* **Exercise description**:
Once you have read the listing below, output it again exactly.
[Start of section]
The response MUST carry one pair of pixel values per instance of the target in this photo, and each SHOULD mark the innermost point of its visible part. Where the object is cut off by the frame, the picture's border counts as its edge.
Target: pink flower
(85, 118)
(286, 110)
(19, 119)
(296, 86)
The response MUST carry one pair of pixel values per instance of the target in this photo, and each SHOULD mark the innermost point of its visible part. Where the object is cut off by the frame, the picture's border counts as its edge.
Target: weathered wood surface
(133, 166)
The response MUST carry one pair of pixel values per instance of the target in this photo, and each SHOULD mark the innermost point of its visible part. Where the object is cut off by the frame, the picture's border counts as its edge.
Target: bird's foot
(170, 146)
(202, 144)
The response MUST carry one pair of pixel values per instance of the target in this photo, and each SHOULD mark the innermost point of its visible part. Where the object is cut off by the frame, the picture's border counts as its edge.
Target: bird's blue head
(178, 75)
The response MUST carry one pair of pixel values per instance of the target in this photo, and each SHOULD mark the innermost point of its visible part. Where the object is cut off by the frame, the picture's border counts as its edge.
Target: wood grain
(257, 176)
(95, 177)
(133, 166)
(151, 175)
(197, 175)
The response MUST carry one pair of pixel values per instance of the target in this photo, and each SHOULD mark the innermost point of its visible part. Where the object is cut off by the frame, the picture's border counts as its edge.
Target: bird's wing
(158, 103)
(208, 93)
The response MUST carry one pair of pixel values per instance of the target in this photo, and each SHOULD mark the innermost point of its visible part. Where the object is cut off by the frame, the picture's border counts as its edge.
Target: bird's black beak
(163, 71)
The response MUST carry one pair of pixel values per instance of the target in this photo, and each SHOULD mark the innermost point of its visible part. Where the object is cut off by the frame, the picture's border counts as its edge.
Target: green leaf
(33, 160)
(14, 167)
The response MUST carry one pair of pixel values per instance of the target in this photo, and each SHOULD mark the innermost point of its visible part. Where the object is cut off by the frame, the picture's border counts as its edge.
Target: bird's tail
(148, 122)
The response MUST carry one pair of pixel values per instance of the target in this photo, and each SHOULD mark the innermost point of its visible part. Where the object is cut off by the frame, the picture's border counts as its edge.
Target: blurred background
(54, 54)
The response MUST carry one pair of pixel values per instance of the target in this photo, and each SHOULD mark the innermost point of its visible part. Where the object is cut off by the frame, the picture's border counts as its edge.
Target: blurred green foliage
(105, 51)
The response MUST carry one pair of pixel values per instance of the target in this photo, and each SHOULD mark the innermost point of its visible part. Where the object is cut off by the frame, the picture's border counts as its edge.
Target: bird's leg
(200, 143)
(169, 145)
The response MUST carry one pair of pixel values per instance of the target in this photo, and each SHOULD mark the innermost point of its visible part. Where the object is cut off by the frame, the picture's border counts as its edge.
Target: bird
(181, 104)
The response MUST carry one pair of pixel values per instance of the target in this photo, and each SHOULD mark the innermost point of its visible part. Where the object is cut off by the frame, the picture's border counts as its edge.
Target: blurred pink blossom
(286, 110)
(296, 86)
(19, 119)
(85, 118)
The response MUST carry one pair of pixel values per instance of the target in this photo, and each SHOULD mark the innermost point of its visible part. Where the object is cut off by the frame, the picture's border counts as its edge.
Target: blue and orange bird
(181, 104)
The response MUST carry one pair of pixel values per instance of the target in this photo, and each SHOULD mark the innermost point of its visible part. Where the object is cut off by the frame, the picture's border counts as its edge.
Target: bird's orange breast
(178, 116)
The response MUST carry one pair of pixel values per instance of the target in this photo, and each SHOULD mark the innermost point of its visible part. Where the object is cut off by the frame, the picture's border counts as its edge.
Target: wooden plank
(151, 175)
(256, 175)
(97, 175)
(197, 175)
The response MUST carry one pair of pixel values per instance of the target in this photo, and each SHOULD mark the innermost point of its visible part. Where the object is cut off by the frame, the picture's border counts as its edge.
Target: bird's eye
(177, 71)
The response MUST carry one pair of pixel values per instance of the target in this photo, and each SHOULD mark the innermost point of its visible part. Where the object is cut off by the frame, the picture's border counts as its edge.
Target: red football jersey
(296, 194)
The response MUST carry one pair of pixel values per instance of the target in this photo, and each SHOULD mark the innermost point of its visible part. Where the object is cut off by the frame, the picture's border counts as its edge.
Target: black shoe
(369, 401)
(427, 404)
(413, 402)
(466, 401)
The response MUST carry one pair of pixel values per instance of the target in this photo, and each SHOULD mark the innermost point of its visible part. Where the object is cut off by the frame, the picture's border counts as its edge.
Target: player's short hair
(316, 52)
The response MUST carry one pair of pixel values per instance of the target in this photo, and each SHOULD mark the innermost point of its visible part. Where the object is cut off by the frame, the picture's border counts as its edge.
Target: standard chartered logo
[End of section]
* **Task output**:
The response MUST carry one pair of pixel values per instance of the target in this photo, and each SHOULD mark the innermost point of its visible part. Where the object is cut off by the frame, the picture's border counts as its edge.
Target: pink flower
(85, 118)
(286, 110)
(19, 119)
(296, 86)
The response MUST carry one pair of pixel values per instance of the target in this photo, and each SHOULD mark the innermost point of its visible part. Where the object is cut off by the frame, the picture's border counts as its edge.
Target: weathered wood surface
(133, 166)
The response MUST carry one pair of pixel values per instance of the target in this photo, and each SHOULD mark the innermost point of its visible part. Where the object is cut off by the frame, the picture's border counts as its edge.
Target: bird's foot
(170, 146)
(202, 144)
The response MUST carry one pair of pixel values per instance of the target in this photo, and each SHOULD mark the innermost point of its visible part. Where the object is cut off by the frame, the picture's border counts as its edge.
Target: bird's blue head
(178, 75)
The response MUST carry one pair of pixel values per instance of the target in this photo, and each SHOULD mark the innermost point of its visible part. Where the object is cut off by the frame, the picture's border counts as its edge.
Target: wood grain
(257, 176)
(95, 177)
(133, 166)
(151, 175)
(197, 175)
The response MUST carry one pair of pixel values per instance of the target in this photo, and each SHOULD mark the innermost point of its visible part. Where the object is cut off by the frame, the picture's border counts as its edge.
Target: bird's wing
(158, 103)
(208, 93)
The response MUST carry one pair of pixel values per instance of the target in this photo, and each SHOULD mark the innermost point of its visible part. Where the object is cut off by the frame, the picture's border counts as its edge.
Target: bird's black beak
(163, 71)
The response MUST carry one pair of pixel values per instance of the target in this photo, and each SHOULD mark the innermost point of its visible part. Where the object is cut off by the frame, the picture's border counts as its edge.
Target: green leaf
(33, 160)
(14, 167)
The response MUST carry one pair of pixel values per instance of the target in this photo, and each SHOULD mark the innermost point of its visible part. Where the object is cut off by the frame, the picture's border counts as its edge.
Target: bird's tail
(148, 122)
The response MUST carry one pair of pixel values per instance of the target in this photo, and each SHOULD mark the innermost point of its visible part. Where the object is cut off by the frame, the picture's border counts as its edge.
Target: blurred background
(54, 54)
The response MUST carry one pair of pixel values per instance of the target in this photo, and each SHOULD mark the innermost point of its visible part. Where the object is cut off by the frame, the picture's border counts as its edge.
Target: blurred green foliage
(105, 51)
The response MUST carry one pair of pixel values per instance of the target in this photo, and each SHOULD mark the innermost point of its visible part. Where the object is cut off by the frame, the picture's border counts as its edge.
Target: bird's leg
(200, 143)
(169, 145)
The response MUST carry one pair of pixel values per instance of the target in this photo, and each SHOULD mark the innermost point of its visible part. Where the object is cut off by the frame, the picture's border counts as its edge.
Target: bird
(181, 104)
The response MUST carry one pair of pixel values per instance of the target in this photo, and each SHOULD mark the innermost point of its visible part. Where the object is cut off by the frame, the picture's border counts as its edge.
Target: blurred pink blossom
(286, 110)
(296, 86)
(19, 119)
(85, 118)
The response MUST carry one pair of pixel values per instance of the target in this photo, and each SHOULD mark the innermost point of its visible part. Where the object is cut off by the frame, the picture's border counts as its edge.
Target: blue and orange bird
(181, 104)
The response MUST carry one pair of pixel values per instance of the target in this photo, and each SHOULD mark the innermost point of its visible part. Where the object is cut off by the frame, the picture's border counts as its edge.
Target: bird's orange breast
(178, 116)
The response MUST carry one pair of pixel values per instance of the target in this photo, and each SHOULD mark the innermost point of its visible part. Where the object is cut off by the frame, the picture's border counts as its edge.
Target: wooden plank
(151, 175)
(256, 175)
(97, 175)
(197, 175)
The response MUST carry one pair of pixel values per instance of the target in this photo, and each SHOULD mark the innermost point of its visible part. Where the object is cut off by the frame, the picture's border counts as its edge.
Target: bird's eye
(177, 71)
The response MUST carry one pair of pixel values per instance of the target in this photo, and each SHOULD mark the innermost point of its visible part. Where the object is cut off by the frame, the picture's border counts as its edge.
Target: red football jersey
(296, 194)
The response MUST carry one pair of pixel values per instance of the target in this photo, and each SHOULD mark the innermost point of its visible part. Where the object is cut off by the frame, the picture's border counts as its edge.
Target: black shoe
(369, 401)
(427, 404)
(413, 402)
(466, 401)
The response MUST carry one pair of pixel values per instance of the target in this photo, and each SHOULD mark the innermost point of its visible part. Where the object is cut off by the frame, the picture's border counts as its edge.
Target: player's short hair
(316, 52)
The response MUST carry one pair of pixel values per instance of the target in this photo, and each SHOULD mark the innermost point of its visible part. Where the object is cut off by the frame, the picture's border counts as its edge.
Target: standard chartered logo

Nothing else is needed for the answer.